- Excerpt provided -

Hello there Mama24babes!

I am wishing your ODS a very happy birthday. How nice your MIL did a birthday dinner for him already. I am sure your family is planning to do something special on his b-day as well.

You have gotten some nice perspective from others and I am glad all of these wonderful people have given you these insights.

Even though it is hard I am going to suggest you let go of this anger that you have towards your BIL and the family. This anger may be getting in the way of your being able to celebrate w/ your own family. Also remember they may be waiting until your ODS actually b-day to call or send a card/gift. Even if they don't don't worry. Your DS is very well loved by your family, MIL and many others.

I also have 4 kids and I try not to get worked up when someone forgets or chooses to skip their or my b-day. It has happened to me and my family several times.

Also remember the reason you get gifts for their kids is not because you want to get a gift for your own in return. Sure it's nice but this isn't the guaranteed way it is always going to happen.

- Job -
Answer these from the birthday reply above:
(a) Who has already held a birthday dinner for the ODS?
(b) How many kids does the writer have?
(c) What does the writer suggest letting go of?

- Source excerpt -
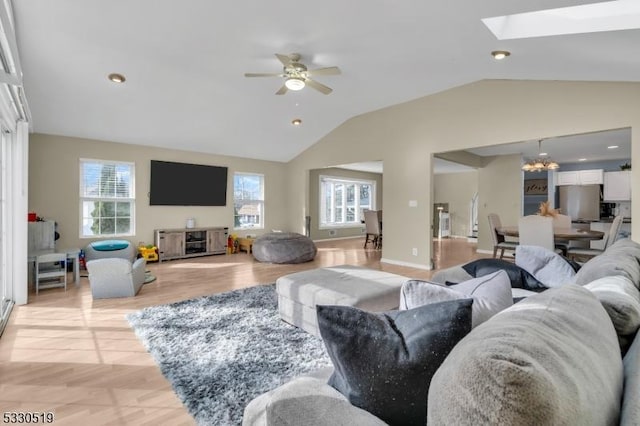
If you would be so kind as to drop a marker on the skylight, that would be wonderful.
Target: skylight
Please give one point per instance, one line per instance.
(588, 18)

- Output of the task -
(a) The MIL.
(b) Four.
(c) The anger toward the BIL and the family.